— start of SELECTED TEXT —
Pétrus Borel

1809–1859

Yo soy que soy’ (I am what I am): this phrase, Borel’s motto, was also the last one uttered by Swift three years before his death, as he stared pityingly into a mirror and they hurriedly removed the knife within his reach. And Pétrus Borel, in the portrait used as the frontispiece to his volume of poems, Rhapsodies, is also holding a dagger pointed at his breast. His book of ‘bitter tales,’ Champavert, a ‘book without equal, a lugubrious hoax, a joke played by a terrible imagination,’ in which the ‘sinister, semi-farcical, semi-repugnant word’ holds sway (so says Jules Claretie), and his admirable Madame Putiphar, a work swept by one of the strongest revolutionary winds that ever blew (in Les Débats, the very hostile Jules Janin compared it to the writings of the Marquis de Sade), abound in situations that elicit laughter and tears at the same time, in strokes that blend the most painful sincerity with a keen sense of provocation and an irresistible need for defiance. ‘I’ve come to ask you a favour,’ one of Borel’s characters, Passereau the schoolboy, tells an executioner. ‘I’ve come to beg you humbly, and I would be most appreciative of your gentle indulgence, to do me the honour and the kindness of chopping off my head? …’ ‘What’s that?’ ‘I would very much like you to chop off my head!’ The writer’s style, to which the epithet ‘frenetic’ applies as to no one else, as well as his attentively baroque spelling, indeed seem bent on inspiring in his reader a certain resistance to the very emotions he is trying to elicit – a resistance stemming from the extreme peculiarity of the author’s form, without which his inordinately alarming message would surpass all human ability to receive it.
— end of SELECTED TEXT —
- **TASK REQUIREMENTS**
Extend the passage on Pétrus Borel above, picking up after its final sentence.
— start of GIVEN RECORDS —
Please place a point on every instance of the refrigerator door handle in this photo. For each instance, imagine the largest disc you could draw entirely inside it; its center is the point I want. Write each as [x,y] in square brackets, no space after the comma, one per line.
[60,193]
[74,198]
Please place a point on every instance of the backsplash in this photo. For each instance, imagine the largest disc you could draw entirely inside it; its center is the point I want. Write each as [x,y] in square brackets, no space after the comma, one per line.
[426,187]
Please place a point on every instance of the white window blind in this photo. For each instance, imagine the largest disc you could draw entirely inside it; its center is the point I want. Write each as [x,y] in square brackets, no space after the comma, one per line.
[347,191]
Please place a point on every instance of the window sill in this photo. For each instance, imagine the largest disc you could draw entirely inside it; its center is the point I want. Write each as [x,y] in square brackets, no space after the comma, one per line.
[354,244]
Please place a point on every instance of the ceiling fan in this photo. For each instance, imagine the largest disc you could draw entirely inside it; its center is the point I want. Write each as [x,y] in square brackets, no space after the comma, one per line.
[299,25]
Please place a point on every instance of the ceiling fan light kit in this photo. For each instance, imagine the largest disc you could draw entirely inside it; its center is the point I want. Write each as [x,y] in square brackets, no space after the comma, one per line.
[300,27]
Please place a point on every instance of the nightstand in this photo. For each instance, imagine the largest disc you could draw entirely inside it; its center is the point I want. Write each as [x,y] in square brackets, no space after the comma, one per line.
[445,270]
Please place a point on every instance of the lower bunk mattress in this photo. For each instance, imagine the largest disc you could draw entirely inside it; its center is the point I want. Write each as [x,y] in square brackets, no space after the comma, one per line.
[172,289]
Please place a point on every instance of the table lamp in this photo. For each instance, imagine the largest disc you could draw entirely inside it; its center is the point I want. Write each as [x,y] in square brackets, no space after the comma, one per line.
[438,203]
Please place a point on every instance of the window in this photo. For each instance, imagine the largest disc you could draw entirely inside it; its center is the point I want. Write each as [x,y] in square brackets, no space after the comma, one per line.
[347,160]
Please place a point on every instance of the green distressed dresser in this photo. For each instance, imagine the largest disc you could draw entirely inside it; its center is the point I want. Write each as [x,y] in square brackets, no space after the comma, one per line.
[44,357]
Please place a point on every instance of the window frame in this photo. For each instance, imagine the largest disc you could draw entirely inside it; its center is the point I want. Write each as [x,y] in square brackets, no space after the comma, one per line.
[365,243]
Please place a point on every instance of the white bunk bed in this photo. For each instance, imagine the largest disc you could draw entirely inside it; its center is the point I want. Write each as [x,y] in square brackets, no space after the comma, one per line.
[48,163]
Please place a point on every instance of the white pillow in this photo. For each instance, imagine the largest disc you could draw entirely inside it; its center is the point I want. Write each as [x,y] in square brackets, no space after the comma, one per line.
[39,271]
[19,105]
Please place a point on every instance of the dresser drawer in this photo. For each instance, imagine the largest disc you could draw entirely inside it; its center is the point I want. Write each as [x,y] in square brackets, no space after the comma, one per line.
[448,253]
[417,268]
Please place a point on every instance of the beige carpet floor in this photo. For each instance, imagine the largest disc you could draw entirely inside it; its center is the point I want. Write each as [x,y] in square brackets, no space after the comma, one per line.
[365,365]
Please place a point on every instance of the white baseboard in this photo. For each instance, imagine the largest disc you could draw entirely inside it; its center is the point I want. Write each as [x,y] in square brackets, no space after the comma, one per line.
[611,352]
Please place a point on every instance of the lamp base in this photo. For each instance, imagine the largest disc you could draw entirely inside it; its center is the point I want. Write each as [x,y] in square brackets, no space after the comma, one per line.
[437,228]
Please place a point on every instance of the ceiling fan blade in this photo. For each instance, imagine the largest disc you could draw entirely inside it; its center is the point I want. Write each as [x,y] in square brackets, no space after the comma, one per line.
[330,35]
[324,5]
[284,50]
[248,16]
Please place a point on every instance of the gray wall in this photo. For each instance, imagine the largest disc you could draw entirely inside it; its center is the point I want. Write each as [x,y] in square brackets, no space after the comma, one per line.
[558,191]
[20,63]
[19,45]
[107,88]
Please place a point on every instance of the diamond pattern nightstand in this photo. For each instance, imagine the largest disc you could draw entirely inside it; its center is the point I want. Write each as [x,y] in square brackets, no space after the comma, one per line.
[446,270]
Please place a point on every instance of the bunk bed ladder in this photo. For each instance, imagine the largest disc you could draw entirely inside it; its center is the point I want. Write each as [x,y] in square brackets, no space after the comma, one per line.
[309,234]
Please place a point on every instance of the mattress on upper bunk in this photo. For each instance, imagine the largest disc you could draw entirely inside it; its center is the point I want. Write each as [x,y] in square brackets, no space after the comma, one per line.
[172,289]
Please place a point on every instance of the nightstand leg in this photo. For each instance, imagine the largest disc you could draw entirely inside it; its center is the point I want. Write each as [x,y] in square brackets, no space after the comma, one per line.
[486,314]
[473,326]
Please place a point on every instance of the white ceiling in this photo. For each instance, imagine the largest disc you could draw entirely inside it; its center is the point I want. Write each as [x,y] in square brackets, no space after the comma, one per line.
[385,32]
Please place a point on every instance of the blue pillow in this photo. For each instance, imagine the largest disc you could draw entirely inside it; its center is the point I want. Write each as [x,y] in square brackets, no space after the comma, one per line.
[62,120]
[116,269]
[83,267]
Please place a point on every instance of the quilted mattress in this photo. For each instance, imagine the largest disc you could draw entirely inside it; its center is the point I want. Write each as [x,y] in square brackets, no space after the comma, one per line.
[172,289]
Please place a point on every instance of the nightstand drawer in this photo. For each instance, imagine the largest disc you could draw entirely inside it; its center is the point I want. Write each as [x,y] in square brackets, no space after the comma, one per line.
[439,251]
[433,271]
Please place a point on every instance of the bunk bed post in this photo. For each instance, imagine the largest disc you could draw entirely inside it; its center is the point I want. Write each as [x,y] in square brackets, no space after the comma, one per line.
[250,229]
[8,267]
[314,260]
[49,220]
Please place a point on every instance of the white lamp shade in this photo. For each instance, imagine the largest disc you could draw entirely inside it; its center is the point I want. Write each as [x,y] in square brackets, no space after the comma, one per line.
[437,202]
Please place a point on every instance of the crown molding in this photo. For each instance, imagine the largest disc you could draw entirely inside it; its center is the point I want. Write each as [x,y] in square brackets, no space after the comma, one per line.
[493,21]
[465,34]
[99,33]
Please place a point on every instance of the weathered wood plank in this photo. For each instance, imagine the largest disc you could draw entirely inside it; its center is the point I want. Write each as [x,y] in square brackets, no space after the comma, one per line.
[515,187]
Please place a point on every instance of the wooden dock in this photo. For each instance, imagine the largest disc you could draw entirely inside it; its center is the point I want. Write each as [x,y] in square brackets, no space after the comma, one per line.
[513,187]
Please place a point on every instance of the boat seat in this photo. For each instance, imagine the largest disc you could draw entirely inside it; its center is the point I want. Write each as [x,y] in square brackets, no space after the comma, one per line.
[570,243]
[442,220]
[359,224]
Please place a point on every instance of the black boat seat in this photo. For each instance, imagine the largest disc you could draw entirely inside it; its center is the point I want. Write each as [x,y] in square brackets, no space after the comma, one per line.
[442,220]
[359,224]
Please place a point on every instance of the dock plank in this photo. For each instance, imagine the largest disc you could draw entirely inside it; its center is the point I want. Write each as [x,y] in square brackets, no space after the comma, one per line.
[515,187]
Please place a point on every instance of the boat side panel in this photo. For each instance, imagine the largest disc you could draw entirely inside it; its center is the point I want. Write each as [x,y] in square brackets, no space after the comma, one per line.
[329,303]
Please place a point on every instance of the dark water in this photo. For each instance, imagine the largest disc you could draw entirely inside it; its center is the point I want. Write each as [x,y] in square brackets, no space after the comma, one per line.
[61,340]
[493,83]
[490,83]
— end of GIVEN RECORDS —
- **EXERCISE ANSWER**
A lithograph by Célestin Nanteuil, after Louis Boulanger, preserves the expression of those ‘large, sad, shining eyes’ that Théophile Gautier spoke of, adding: ‘We feel that he is not our contemporary, that nothing about him suggests modern man, but rather that he must come from the depths of the past.’ A certain ambiguity does indeed arise from the contrast between that expression and the spectral appearance of the man at full height, hand resting on the head of his dog, who would die from having shared his master’s poverty for too long. This poverty was so great that after the publication of Champavert, Borel had to force himself, in order to survive, to mass-produce speeches for scholastic awards ceremonies. In 1846, exhausted by his mercenary chores, physically aged and morally unrecognizable, he let Gautier request on his behalf the vacant post of colonial inspector in Mostaganem. Destitute soon after his arrival, then offered the same post in Constantine, he again found himself destitute and, utterly desperate, was forced to work the soil. Up to the end, this man, whom life spared so few hardships, never argued with the forces of nature. Under the broiling sun, he said: ‘I will not cover my head. Nature does what she does perfectly well, and it is not our place to correct her. If my hair falls out, it simply means that my forehead is now meant to go bare.’ Several days later, he died from sunstroke.

BIBLIOGRAPHY: Rhapsodies, 1831. Champavert, 1833. Madame Putiphar, 1839, etc.

BIBLIOGRAPHY IN ENGLISH: Champavert: Seven Bitter Tales.

 

RHAPSODIES (INTRODUCTION)

Those who judge me by this book and despair will be mistaken; those who appoint me a great talent will be mistaken as well. I am not being modest: for those who accuse me of meta-quarrellizing I have my poetic convictions, and I will laugh at them.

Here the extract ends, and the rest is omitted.